Complete the following:
1. Decide whether each statement below agrees with the Lonely Hearts Killers passage. For each of (a), (b), and (c), answer yes or no, and quote the words of the passage that settle it.
(a) Fernandez and Beck met each other through personal ads.
(b) Fernandez told Jane Thompson's mother that Jane died of a heart attack.
(c) Beck stayed married to Alfred Beck for several years.
2. From the Lonely Hearts Killers passage, quote the stretch from "Fernandez and Beck" through "would-be love interests.".

Document passage:
========================

The story of Raymond Fernandez and Martha Beck—and their victims—is proof positive of the Bard’s words that “the course of true love never did run smooth.” Together, they are believed to have killed as many as 20 women between 1947 and 1949. Their tendency to meet their victims through personal ads earned them the nickname by which they are best known today: The Lonely Hearts Killers.
Fernandez and Beck themselves met through personal ads, but before that each one of them already carried a dark history. Fernandez served in both Spain’s Merchant Marine and British Intelligence during World War II. Afterward, he was injured while on board a ship bound for America, when a steel hatch fell on him, damaging his frontal lobe. While serving a year in prison for theft, he claimed that his cellmate taught him black magic and voodoo, which he said gave him irresistible power over women. After that, Fernandez began answering lonely hearts ads, only to rob his would-be love interests.
Fernandez even took one of his victims, Jane Thompson, to Spain, where he already had a wife and four children. Thompson ultimately died under mysterious circumstances—Fernandez claimed she died of a heart attack, although he told Jane’s mother she died in a train crash. Then he inherited her estate thanks to a forged will.
When Fernandez found an accomplice in Martha Beck, however, his crimes took an even darker turn.
Martha Beck, born Martha Seabrook, had run away from home as a teenager. She claimed during her trial that she had been sexually assaulted by her brother, and that when she had tried to tell her mother about it, her mother had beaten her. Beck became pregnant twice out of wedlock. The first time she claimed that the father was a serviceman who had died in the war, the second time was with a bus driver named Alfred Beck, who quickly married her. The two divorced within six months, but Beck kept his name.
When Beck met Fernandez, she abandoned her children for him, sending them to the Salvation Army. Fernandez saw this as proof of her unconditional love, and he confided in her about his crimes. The two became willing accomplices, and with Beck’s assistance, Fernandez was able to more easily prey upon the women whose personal ads he answered. Beck would pose as Fernandez’s sister, which put their victims more at ease.

========================

Source excerpt:
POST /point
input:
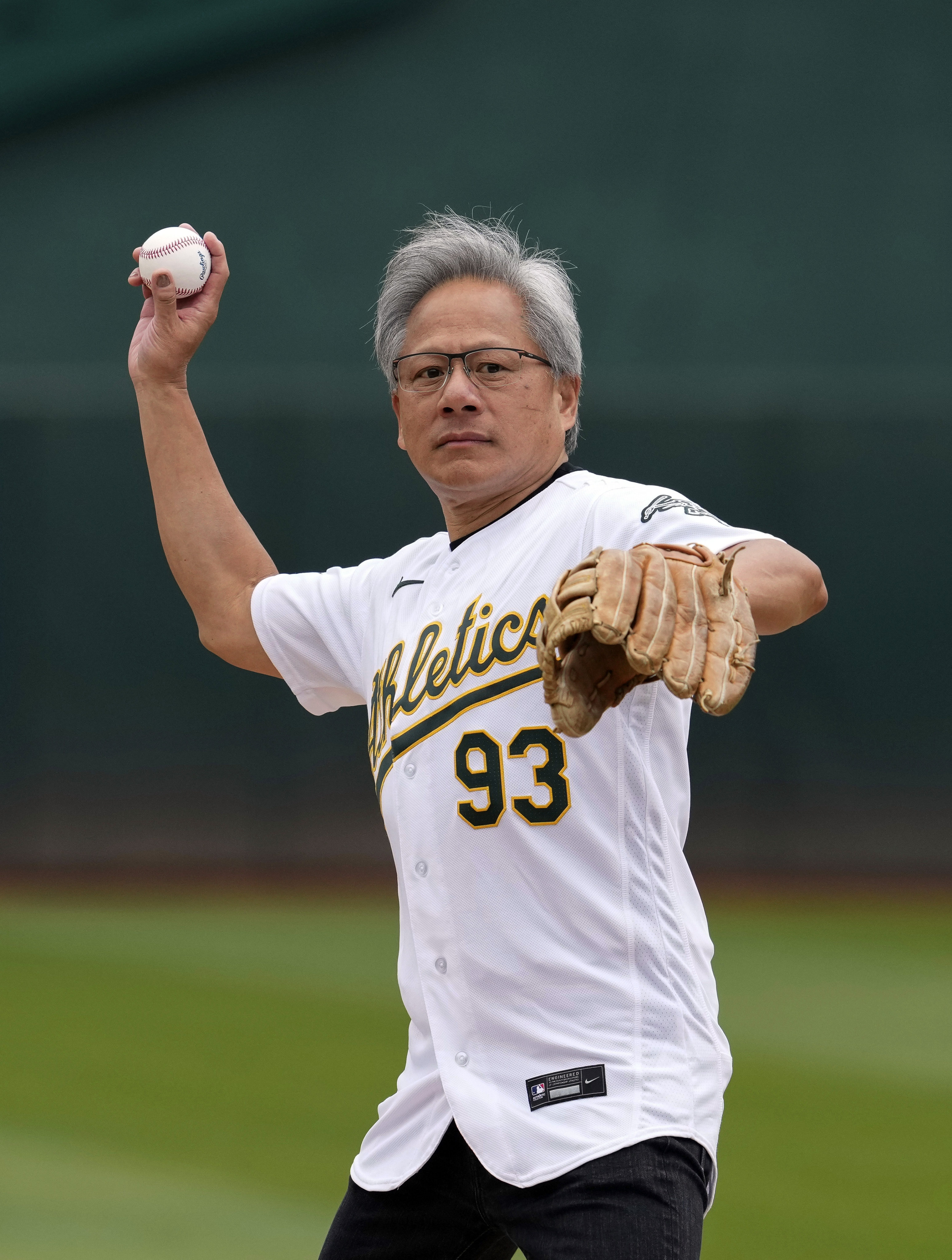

========================

Answer list:
1.
(a) Yes: "Fernandez and Beck themselves met through personal ads"
(b) No: "although he told Jane’s mother she died in a train crash"
(c) No: "The two divorced within six months"

2.
Fernandez and Beck themselves met through personal ads, but before that each one of them already carried a dark history. Fernandez served in both Spain’s Merchant Marine and British Intelligence during World War II. Afterward, he was injured while on board a ship bound for America, when a steel hatch fell on him, damaging his frontal lobe. While serving a year in prison for theft, he claimed that his cellmate taught him black magic and voodoo, which he said gave him irresistible power over women. After that, Fernandez began answering lonely hearts ads, only to rob his would-be love interests.